§ What this task involves
From the entries that follow, extract each line holding the string "tablecloth".

§ Material shown
┏━━
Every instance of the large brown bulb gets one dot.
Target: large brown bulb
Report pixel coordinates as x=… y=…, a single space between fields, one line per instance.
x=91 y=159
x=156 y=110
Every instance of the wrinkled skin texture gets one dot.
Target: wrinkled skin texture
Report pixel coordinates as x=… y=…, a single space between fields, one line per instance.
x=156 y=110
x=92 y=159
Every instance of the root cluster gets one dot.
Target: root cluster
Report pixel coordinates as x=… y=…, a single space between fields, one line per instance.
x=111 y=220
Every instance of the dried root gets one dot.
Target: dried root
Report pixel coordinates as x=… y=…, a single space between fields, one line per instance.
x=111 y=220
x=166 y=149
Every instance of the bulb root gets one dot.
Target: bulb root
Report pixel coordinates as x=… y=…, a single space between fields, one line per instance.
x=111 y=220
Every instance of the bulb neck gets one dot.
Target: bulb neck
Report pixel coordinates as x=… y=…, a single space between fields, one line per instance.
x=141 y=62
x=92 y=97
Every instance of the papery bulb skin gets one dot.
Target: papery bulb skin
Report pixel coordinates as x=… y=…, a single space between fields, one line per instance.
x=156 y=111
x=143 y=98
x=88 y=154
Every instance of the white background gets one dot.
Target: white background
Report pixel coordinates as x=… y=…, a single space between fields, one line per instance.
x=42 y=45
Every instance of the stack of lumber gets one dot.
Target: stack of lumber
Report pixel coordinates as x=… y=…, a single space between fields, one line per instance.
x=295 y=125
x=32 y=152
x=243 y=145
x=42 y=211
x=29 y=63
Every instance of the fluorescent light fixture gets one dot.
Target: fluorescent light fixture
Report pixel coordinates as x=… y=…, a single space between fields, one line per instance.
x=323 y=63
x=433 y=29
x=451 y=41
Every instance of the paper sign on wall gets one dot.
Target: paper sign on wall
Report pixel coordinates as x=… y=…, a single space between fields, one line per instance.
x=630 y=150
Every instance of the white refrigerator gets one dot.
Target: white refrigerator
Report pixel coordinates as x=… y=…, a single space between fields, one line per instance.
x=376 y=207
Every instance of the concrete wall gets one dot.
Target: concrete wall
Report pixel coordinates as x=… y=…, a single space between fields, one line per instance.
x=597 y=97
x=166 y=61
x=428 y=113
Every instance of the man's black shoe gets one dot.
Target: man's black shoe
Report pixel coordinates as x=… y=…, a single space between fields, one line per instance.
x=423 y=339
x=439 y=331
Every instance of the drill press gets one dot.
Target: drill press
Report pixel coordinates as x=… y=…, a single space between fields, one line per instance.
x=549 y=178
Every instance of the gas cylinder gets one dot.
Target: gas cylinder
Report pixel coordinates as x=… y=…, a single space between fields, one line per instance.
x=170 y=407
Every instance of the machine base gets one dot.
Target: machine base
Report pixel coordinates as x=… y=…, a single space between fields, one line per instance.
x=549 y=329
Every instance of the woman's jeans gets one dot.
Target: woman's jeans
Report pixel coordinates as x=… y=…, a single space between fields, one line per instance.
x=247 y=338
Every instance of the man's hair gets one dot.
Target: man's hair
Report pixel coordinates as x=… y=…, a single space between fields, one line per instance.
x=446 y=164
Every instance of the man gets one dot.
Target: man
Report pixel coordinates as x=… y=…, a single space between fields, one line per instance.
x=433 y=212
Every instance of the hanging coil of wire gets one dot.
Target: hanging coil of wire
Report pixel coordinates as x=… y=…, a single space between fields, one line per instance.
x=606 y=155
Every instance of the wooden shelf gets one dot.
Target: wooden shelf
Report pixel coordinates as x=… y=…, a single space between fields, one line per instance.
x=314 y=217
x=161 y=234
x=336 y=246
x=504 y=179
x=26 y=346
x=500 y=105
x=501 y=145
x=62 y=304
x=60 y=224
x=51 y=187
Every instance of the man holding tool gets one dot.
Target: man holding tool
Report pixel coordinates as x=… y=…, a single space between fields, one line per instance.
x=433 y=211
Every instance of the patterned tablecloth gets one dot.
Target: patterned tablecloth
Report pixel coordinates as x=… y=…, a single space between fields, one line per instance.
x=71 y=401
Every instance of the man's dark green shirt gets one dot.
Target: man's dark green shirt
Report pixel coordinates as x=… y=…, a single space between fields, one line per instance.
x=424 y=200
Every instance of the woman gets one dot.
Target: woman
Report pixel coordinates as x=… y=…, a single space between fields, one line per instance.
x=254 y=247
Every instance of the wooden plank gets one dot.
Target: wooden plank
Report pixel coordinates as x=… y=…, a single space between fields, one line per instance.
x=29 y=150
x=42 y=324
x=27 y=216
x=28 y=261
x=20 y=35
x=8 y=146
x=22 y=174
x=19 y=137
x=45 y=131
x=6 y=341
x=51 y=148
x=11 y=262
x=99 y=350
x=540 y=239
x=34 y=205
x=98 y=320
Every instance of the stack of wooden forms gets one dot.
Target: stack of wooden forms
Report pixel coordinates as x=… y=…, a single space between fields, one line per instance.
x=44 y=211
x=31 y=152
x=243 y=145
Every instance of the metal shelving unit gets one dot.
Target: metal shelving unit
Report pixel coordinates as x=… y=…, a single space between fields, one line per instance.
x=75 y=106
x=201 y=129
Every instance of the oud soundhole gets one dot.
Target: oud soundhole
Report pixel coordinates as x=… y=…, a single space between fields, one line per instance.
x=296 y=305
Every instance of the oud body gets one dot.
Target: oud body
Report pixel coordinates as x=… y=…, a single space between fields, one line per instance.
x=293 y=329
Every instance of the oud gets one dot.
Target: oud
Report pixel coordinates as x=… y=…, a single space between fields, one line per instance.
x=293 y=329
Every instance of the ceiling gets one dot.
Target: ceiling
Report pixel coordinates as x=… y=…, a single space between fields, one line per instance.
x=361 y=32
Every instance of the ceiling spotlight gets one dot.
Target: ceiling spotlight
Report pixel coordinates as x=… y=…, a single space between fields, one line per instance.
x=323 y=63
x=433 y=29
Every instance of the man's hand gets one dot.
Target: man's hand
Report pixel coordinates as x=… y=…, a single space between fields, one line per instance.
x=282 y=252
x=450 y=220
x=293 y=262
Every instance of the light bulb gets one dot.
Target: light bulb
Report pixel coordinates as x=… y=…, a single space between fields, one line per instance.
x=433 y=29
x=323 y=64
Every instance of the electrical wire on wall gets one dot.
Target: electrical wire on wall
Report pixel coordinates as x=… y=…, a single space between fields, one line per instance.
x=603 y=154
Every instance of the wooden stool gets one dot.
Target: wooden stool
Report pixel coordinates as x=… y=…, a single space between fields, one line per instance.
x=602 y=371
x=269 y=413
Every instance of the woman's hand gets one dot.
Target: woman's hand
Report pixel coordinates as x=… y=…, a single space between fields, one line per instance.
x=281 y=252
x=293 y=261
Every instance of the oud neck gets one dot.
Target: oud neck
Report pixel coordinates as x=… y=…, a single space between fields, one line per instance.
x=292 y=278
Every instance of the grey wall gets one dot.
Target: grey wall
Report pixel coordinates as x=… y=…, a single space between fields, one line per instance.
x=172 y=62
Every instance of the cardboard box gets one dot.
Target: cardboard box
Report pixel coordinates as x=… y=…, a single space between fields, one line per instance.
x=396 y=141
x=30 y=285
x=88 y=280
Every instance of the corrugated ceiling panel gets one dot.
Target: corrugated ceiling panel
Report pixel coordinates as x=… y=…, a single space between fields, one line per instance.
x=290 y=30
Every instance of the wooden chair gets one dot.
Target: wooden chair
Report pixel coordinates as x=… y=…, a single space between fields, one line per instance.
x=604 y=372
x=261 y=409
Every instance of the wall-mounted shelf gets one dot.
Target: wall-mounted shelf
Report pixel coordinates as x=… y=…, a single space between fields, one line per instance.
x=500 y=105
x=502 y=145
┗━━
§ Task answer
Every instance of the patterned tablecloth gets one dot.
Target: patterned tablecloth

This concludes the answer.